DOCUMENT PASSAGE —
————

A rare sight; The RZ 350 at rest.

Yamaha RZ350
Years produced:
1984-85
Claimed power: 39hp @ 8,500rpm
Top speed: 115mph
Engine type: 347cc liquid-cooled, 2-stroke parallel twin
Weight (dry): 150kg (331lb)
Price Then: $2,399
Price Now: $3,500
MPG: 33 (est.)

The A385 out of Newton Abbott in Southern England is a semi-mystical piece of motorcycling real estate. Written into folklore by decades of daredevil youths testing their mettle along this sinuous blacktop roller coaster, it was — and still is — my favorite piece of road. Carving smooth lines on my old Laverda triple one summer’s eve back in 1984, playing tunes with the un-muffled, three-into-one Harris pipe, my state of bliss was suddenly, violently interrupted by a Yamaha RZ350. It sounded like I had been dive-bombed by a 400lb housefly, and I was left in a cloud of unburned race fuel with my nostrils wrinkling and my eyes watering.

————

(Entries from a point annotation set)
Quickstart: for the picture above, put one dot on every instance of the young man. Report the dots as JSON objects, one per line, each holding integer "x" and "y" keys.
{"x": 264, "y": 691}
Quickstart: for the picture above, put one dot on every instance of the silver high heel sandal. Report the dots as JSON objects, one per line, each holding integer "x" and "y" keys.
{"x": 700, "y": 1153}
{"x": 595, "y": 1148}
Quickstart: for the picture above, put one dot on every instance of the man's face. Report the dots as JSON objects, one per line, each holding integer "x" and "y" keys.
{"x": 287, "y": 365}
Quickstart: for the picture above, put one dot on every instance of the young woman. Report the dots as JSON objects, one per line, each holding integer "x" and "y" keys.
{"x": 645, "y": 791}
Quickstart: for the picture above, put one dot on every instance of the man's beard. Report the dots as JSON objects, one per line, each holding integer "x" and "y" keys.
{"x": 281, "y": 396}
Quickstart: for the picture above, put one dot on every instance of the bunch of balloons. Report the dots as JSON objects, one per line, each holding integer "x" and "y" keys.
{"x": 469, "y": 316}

————

WHAT TO WORK ON —
- A) Answer these about the Yamaha RZ350 article:
(i) What claimed power does it give for the RZ350?
(ii) Which road out of Newton Abbott does it describe?
(iii) What exhaust was fitted to the Laverda triple?
- B) Condense the paragraph of the Yamaha RZ350 article that begins "The A385 out of Newton Abbott" into a shorter version that keeps its main facts.
- C) Reproduce the Yamaha RZ350 article from "A rare sight;" up to and including "my eyes watering.".
The entries aren't needed for any of this.

THE SOLUTIONS —
- A)
(i) 39hp @ 8,500rpm
(ii) The A385
(iii) An un-muffled, three-into-one Harris pipe

- B) The A385 out of Newton Abbott in Southern England is a winding road made legendary by generations of daring young riders, and it remains my favorite. One summer evening in 1984, while I was riding my old Laverda triple with its un-muffled, three-into-one Harris pipe, a Yamaha RZ350 suddenly shattered my bliss. It sounded like a 400lb housefly dive-bombing me and left me in a cloud of unburned race fuel, nostrils wrinkling and eyes watering.

- C)
A rare sight; The RZ 350 at rest.

Yamaha RZ350
Years produced:
1984-85
Claimed power: 39hp @ 8,500rpm
Top speed: 115mph
Engine type: 347cc liquid-cooled, 2-stroke parallel twin
Weight (dry): 150kg (331lb)
Price Then: $2,399
Price Now: $3,500
MPG: 33 (est.)

The A385 out of Newton Abbott in Southern England is a semi-mystical piece of motorcycling real estate. Written into folklore by decades of daredevil youths testing their mettle along this sinuous blacktop roller coaster, it was — and still is — my favorite piece of road. Carving smooth lines on my old Laverda triple one summer’s eve back in 1984, playing tunes with the un-muffled, three-into-one Harris pipe, my state of bliss was suddenly, violently interrupted by a Yamaha RZ350. It sounded like I had been dive-bombed by a 400lb housefly, and I was left in a cloud of unburned race fuel with my nostrils wrinkling and my eyes watering.